▶ [WHAT YOU WILL DO]: Word for word, restate every record.

--- SUPPLIED DATA ---

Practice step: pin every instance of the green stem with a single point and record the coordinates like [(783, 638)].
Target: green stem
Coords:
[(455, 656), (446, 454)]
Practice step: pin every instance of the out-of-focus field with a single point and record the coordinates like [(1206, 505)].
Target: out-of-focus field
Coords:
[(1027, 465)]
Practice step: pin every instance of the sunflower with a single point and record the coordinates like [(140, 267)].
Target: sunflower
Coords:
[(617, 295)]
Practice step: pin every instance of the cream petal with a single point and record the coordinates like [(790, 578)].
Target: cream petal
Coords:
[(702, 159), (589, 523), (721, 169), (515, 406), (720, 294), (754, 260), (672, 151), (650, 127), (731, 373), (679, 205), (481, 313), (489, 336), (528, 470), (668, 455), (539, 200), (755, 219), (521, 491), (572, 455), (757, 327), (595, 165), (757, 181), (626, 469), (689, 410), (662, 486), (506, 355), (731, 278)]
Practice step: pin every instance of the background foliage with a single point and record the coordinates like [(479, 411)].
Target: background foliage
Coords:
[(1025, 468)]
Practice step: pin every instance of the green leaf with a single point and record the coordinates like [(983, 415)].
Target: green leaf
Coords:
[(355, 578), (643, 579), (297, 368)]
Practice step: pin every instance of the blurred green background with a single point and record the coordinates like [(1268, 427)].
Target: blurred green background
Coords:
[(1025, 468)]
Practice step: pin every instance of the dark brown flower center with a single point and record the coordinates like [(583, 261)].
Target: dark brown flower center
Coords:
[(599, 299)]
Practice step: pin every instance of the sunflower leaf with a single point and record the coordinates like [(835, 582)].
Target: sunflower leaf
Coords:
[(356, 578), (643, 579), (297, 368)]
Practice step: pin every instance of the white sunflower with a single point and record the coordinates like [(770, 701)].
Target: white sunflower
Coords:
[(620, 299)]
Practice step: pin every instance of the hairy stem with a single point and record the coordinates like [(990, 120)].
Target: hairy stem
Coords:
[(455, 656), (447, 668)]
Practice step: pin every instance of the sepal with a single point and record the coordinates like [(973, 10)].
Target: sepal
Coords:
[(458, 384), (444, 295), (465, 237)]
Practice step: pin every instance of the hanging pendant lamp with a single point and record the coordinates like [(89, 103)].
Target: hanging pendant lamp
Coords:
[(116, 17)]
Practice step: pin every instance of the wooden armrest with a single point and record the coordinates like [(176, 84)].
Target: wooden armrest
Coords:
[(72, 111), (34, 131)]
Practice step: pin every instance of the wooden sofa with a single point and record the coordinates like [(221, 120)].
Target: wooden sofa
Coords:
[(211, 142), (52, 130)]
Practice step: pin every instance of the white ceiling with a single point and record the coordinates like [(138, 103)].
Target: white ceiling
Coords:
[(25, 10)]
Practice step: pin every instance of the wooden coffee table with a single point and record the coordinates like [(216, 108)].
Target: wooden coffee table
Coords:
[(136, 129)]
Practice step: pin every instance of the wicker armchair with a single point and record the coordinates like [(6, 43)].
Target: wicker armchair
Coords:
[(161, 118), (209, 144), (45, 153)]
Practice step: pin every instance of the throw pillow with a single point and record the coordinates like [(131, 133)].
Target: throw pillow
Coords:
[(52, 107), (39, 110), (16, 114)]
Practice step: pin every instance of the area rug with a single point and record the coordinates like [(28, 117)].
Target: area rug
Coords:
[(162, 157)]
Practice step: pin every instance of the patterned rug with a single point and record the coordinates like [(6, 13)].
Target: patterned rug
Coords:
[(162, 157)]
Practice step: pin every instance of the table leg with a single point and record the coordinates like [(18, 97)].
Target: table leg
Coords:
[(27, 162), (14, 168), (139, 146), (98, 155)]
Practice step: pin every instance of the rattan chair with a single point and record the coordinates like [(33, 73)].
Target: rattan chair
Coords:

---

▶ [TASK RESULT]:
Practice step: pin every instance of the green stem with a single point and record the coordinates like [(783, 638)].
Target: green stem
Coords:
[(455, 656), (446, 454)]
Practice step: pin every instance of the out-of-focus field with a single point and record the coordinates like [(1206, 505)].
Target: out-of-focus field
Coords:
[(1027, 465)]
Practice step: pin every instance of the sunflower with a single point and record the coordinates like [(140, 267)].
Target: sunflower
Coords:
[(617, 295)]
Practice step: pin every instance of the cream petal with a single point and record the coordinates like [(790, 578)].
Target: cream petal
Coords:
[(702, 159), (589, 523), (721, 169), (515, 406), (720, 294), (754, 260), (672, 151), (650, 127), (731, 373), (679, 205), (481, 313), (489, 336), (528, 470), (668, 455), (539, 200), (755, 219), (521, 491), (572, 455), (757, 327), (595, 165), (757, 181), (626, 469), (689, 410), (662, 486), (506, 355), (731, 278)]
Practice step: pin every instance of the background foliage with a single point and record the coordinates like [(479, 411)].
Target: background foliage
Coords:
[(1025, 468)]
Practice step: pin every instance of the green leaf with a single point and record the coordinates like [(983, 415)].
Target: green leaf
Coords:
[(355, 578), (643, 579), (297, 368)]
Practice step: pin every instance of the blurred green background with a single point and record the coordinates like [(1268, 427)].
Target: blurred green background
Coords:
[(1025, 468)]
Practice step: pin every instance of the dark brown flower center with a single point and record the coordinates like [(583, 261)].
Target: dark brown flower center
Coords:
[(599, 299)]
Practice step: pin every instance of the sunflower leaf with a single point and record the coordinates like [(835, 582)].
Target: sunflower leaf
Coords:
[(356, 578), (643, 579), (297, 368)]
Practice step: pin every instance of the white sunflower with a single point and record the coordinates like [(770, 701)].
Target: white sunflower
Coords:
[(620, 299)]
Practice step: pin every instance of the hairy stem with a single point and record the coordinates like [(990, 120)].
Target: hairy stem
Coords:
[(455, 656), (447, 668)]
Practice step: pin every instance of the sepal with a single point and record the coordinates like [(973, 10)].
Target: sepal
Coords:
[(458, 384), (444, 295), (465, 237)]
Practice step: pin every instance of the hanging pendant lamp with a single point and record the coordinates like [(89, 103)].
Target: hanging pendant lamp
Coords:
[(116, 17)]
Practice step: pin every instance of the wooden armrest with a single point and record the coordinates like [(176, 84)].
Target: wooden armrest
Coords:
[(72, 111), (34, 131)]
Practice step: pin every instance of the wooden sofa with a single point and record the coordinates like [(221, 120)].
Target: wooden sofa
Coords:
[(211, 142), (52, 130)]
Practice step: pin every instance of the white ceiling with a single point and record the coordinates like [(138, 103)].
Target: white ceiling
Coords:
[(25, 10)]
Practice step: pin every instance of the wooden coffee table with a single point and record the coordinates like [(216, 108)].
Target: wooden coffee table
Coords:
[(136, 129)]
Practice step: pin every instance of the wicker armchair with a single point and record the coordinates like [(6, 43)].
Target: wicker armchair
Coords:
[(161, 118), (209, 144), (45, 153)]
Practice step: pin every instance of the throw pillow with a single point and record the coordinates like [(131, 133)].
Target: throw pillow
Coords:
[(52, 107), (39, 110), (16, 114)]
Practice step: pin every instance of the area rug with a single point and record the coordinates like [(28, 117)].
Target: area rug
Coords:
[(162, 157)]
Practice step: pin every instance of the patterned rug with a single point and record the coordinates like [(6, 13)].
Target: patterned rug
Coords:
[(162, 157)]
Practice step: pin every instance of the table leg with a single point and record the coordinates like [(18, 97)].
Target: table leg
Coords:
[(27, 162), (14, 168), (139, 146), (98, 155)]
Practice step: pin every instance of the rattan chair with a single point and record the coordinates like [(33, 73)].
Target: rattan chair
Coords:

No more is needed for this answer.